Write out again, exactly, the lines below starting at the one with "column 397, row 71" and ending at the one with "column 84, row 227".

[EXTRACTED INFORMATION Boundary: Start]

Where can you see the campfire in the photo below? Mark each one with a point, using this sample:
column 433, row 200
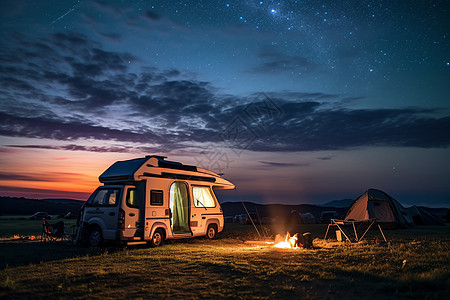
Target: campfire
column 293, row 242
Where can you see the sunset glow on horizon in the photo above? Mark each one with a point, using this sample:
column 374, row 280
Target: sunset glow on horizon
column 293, row 102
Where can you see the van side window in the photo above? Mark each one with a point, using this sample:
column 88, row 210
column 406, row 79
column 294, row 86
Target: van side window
column 156, row 197
column 203, row 197
column 105, row 197
column 131, row 198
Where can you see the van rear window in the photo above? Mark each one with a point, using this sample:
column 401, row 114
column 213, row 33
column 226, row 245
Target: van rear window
column 105, row 197
column 156, row 197
column 131, row 198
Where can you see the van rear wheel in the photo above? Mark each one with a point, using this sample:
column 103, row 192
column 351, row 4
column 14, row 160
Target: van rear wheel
column 157, row 238
column 211, row 232
column 95, row 237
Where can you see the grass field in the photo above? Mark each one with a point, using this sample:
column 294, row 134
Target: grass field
column 414, row 264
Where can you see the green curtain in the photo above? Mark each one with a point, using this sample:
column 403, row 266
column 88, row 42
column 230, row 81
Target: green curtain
column 180, row 209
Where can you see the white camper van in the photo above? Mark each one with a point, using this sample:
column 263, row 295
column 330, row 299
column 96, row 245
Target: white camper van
column 151, row 200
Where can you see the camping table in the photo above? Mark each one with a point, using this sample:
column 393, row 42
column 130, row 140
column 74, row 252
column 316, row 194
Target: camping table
column 341, row 223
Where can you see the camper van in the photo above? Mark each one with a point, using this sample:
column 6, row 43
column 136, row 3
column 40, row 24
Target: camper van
column 150, row 200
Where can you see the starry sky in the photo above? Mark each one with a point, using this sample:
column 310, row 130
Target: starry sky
column 294, row 101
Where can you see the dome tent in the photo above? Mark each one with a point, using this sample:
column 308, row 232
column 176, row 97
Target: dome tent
column 379, row 205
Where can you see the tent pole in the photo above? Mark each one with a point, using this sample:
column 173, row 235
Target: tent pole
column 342, row 231
column 382, row 233
column 326, row 233
column 354, row 229
column 373, row 221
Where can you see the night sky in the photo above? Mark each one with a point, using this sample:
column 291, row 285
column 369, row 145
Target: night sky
column 294, row 101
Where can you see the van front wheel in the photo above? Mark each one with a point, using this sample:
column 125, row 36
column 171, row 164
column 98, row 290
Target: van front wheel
column 157, row 238
column 211, row 231
column 95, row 237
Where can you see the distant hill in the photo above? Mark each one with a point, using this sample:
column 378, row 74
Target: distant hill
column 274, row 210
column 23, row 206
column 339, row 203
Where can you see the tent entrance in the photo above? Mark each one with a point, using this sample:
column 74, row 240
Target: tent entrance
column 179, row 206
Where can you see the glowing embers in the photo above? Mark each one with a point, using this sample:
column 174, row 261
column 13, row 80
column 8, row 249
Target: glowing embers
column 294, row 242
column 290, row 242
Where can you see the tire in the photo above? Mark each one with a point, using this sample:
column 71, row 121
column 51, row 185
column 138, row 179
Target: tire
column 157, row 238
column 211, row 232
column 95, row 237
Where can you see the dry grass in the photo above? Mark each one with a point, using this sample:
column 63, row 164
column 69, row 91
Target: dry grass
column 413, row 265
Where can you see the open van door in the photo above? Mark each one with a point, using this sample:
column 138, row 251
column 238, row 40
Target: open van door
column 179, row 208
column 129, row 217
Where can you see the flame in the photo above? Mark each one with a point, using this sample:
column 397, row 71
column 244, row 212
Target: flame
column 290, row 242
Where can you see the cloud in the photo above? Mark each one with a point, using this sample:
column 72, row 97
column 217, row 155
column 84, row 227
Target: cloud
column 278, row 164
column 87, row 93
column 44, row 177
column 274, row 61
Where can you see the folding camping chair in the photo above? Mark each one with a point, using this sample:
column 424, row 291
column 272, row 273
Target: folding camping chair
column 54, row 232
column 345, row 227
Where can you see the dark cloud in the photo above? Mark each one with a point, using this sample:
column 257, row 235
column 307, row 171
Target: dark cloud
column 89, row 93
column 152, row 16
column 74, row 147
column 273, row 61
column 278, row 164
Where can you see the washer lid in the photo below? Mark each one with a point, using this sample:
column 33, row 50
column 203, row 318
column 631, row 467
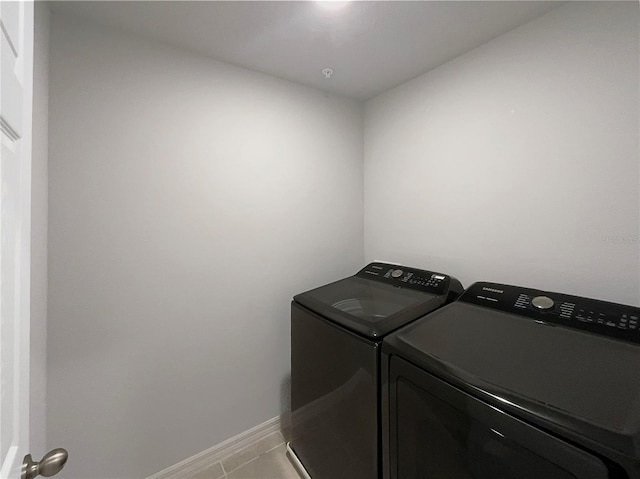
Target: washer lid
column 575, row 380
column 373, row 305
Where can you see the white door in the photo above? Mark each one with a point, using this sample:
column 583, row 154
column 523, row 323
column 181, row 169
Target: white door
column 16, row 51
column 16, row 101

[EXTRACTED INFORMATION Boundary: End]

## OUTPUT BELOW
column 397, row 71
column 244, row 212
Target: flame
column 290, row 242
Where can you see the cloud in the photo above? Mark each one with a point, using this sample:
column 72, row 97
column 217, row 155
column 84, row 227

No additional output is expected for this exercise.